Segment Start: Source data

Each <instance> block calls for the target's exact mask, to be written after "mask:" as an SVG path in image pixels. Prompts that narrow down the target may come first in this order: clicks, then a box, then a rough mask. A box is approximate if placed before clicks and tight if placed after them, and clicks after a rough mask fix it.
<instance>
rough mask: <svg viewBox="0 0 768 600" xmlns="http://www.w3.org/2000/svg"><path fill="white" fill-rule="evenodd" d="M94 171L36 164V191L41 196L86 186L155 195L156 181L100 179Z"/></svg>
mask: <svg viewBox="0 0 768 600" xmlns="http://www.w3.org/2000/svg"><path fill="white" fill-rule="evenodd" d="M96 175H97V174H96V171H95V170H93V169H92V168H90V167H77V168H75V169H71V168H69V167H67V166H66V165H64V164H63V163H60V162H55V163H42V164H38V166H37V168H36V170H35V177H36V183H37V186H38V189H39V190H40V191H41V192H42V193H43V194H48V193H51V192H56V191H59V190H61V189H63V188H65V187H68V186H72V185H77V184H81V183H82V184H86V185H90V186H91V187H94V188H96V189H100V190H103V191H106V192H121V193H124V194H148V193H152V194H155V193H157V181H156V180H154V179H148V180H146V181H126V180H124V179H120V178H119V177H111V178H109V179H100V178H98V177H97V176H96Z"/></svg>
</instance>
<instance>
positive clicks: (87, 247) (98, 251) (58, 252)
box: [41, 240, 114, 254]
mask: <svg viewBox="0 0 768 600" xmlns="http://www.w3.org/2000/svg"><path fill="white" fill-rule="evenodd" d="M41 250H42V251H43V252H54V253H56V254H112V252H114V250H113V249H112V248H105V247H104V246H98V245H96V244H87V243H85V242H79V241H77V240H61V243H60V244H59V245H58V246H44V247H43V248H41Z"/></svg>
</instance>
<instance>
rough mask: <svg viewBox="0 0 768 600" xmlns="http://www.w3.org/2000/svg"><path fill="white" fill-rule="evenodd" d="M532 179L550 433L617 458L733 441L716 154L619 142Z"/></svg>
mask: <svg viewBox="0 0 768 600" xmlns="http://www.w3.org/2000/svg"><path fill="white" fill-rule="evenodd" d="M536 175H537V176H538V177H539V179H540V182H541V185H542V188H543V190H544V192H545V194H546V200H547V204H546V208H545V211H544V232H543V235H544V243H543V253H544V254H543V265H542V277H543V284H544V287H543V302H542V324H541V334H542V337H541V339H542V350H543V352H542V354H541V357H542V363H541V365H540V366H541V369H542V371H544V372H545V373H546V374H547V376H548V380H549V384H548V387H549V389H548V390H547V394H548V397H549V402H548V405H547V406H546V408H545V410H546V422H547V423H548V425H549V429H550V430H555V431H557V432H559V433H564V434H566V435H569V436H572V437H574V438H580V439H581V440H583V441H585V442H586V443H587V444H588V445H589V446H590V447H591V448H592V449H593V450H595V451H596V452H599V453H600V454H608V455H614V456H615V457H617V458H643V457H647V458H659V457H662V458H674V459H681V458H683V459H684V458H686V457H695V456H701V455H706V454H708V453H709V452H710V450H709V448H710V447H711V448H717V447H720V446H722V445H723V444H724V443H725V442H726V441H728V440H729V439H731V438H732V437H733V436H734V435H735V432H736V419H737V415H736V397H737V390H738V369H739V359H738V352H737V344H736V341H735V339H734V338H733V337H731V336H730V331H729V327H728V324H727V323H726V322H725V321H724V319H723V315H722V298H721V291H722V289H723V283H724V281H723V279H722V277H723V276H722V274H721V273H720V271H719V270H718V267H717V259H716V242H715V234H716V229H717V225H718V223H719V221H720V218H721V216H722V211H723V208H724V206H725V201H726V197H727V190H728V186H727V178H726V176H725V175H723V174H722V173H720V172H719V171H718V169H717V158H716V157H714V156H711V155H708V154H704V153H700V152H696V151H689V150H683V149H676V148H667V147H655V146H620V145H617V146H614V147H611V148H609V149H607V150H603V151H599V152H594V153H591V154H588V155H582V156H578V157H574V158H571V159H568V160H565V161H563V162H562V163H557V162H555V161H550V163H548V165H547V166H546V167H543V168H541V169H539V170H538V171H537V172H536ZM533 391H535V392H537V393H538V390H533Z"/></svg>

Segment End: Source data

▶ Exercise requirements
Write out every record above, word for word.

▶ Reply
Each <instance> block calls for the target's exact mask, to be written after "mask:" as an SVG path in image pixels. Prompts that narrow down the target may come first in this order: clicks, then a box, then a rough mask. A box is approximate if placed before clicks and tight if placed after them, and clicks after a rough mask fix it.
<instance>
rough mask: <svg viewBox="0 0 768 600" xmlns="http://www.w3.org/2000/svg"><path fill="white" fill-rule="evenodd" d="M94 171L36 164V191L41 196L86 186L155 195L156 181L100 179Z"/></svg>
mask: <svg viewBox="0 0 768 600" xmlns="http://www.w3.org/2000/svg"><path fill="white" fill-rule="evenodd" d="M96 175H97V174H96V171H95V170H93V169H92V168H90V167H77V168H75V169H71V168H69V167H67V166H66V165H64V164H63V163H60V162H55V163H42V164H38V166H37V168H36V170H35V177H36V183H37V186H38V189H39V190H40V191H41V192H42V193H43V194H48V193H51V192H56V191H59V190H61V189H63V188H65V187H68V186H72V185H77V184H81V183H82V184H86V185H90V186H91V187H94V188H96V189H100V190H103V191H106V192H121V193H124V194H148V193H152V194H155V193H157V181H156V180H154V179H148V180H146V181H126V180H124V179H120V178H119V177H111V178H109V179H100V178H98V177H97V176H96Z"/></svg>
</instance>
<instance>
positive clicks: (87, 247) (98, 251) (58, 252)
box: [41, 240, 114, 254]
mask: <svg viewBox="0 0 768 600" xmlns="http://www.w3.org/2000/svg"><path fill="white" fill-rule="evenodd" d="M41 250H42V251H43V252H54V253H56V254H112V252H114V250H113V249H112V248H105V247H104V246H98V245H96V244H87V243H85V242H79V241H77V240H61V243H60V244H59V245H58V246H44V247H43V248H41Z"/></svg>
</instance>
<instance>
rough mask: <svg viewBox="0 0 768 600" xmlns="http://www.w3.org/2000/svg"><path fill="white" fill-rule="evenodd" d="M532 179L550 433L617 458L733 441L716 154L619 142Z"/></svg>
mask: <svg viewBox="0 0 768 600" xmlns="http://www.w3.org/2000/svg"><path fill="white" fill-rule="evenodd" d="M536 175H537V176H538V177H539V179H540V182H541V185H542V188H543V190H544V192H545V194H546V200H547V204H546V208H545V211H544V232H543V235H544V243H543V253H544V254H543V265H542V277H543V284H544V287H543V302H542V324H541V334H542V337H541V339H542V350H543V352H542V354H541V357H542V363H541V365H540V366H541V369H542V371H544V372H545V373H546V374H547V376H548V380H549V384H548V387H549V389H548V390H547V394H548V397H549V402H548V405H547V406H546V408H545V410H546V422H547V423H548V425H549V429H550V430H555V431H557V432H559V433H564V434H566V435H569V436H572V437H574V438H580V439H581V440H583V441H585V442H586V443H587V444H588V445H589V446H590V447H591V448H592V449H593V450H595V451H596V452H599V453H600V454H608V455H614V456H615V457H617V458H643V457H647V458H659V457H662V458H674V459H681V458H683V459H684V458H686V457H695V456H701V455H706V454H708V453H709V452H710V450H709V448H710V447H711V448H717V447H720V446H722V445H723V444H724V443H725V442H726V441H728V440H729V439H731V438H732V437H733V436H734V435H735V432H736V419H737V415H736V397H737V390H738V369H739V359H738V352H737V344H736V341H735V339H734V338H733V337H731V336H730V331H729V327H728V324H727V323H726V322H725V321H724V319H723V315H722V298H721V291H722V289H723V283H724V281H723V279H722V277H723V276H722V274H721V273H720V271H719V270H718V267H717V259H716V242H715V234H716V229H717V225H718V223H719V221H720V218H721V216H722V211H723V208H724V206H725V201H726V197H727V190H728V186H727V178H726V176H725V175H723V174H722V173H720V172H719V171H718V169H717V158H716V157H714V156H711V155H708V154H704V153H700V152H696V151H689V150H683V149H676V148H667V147H655V146H620V145H617V146H614V147H611V148H609V149H607V150H603V151H599V152H594V153H591V154H588V155H582V156H578V157H574V158H571V159H568V160H565V161H563V162H562V163H557V162H555V161H550V163H548V165H547V166H546V167H543V168H541V169H539V170H538V171H537V172H536ZM533 391H535V392H537V393H538V390H533Z"/></svg>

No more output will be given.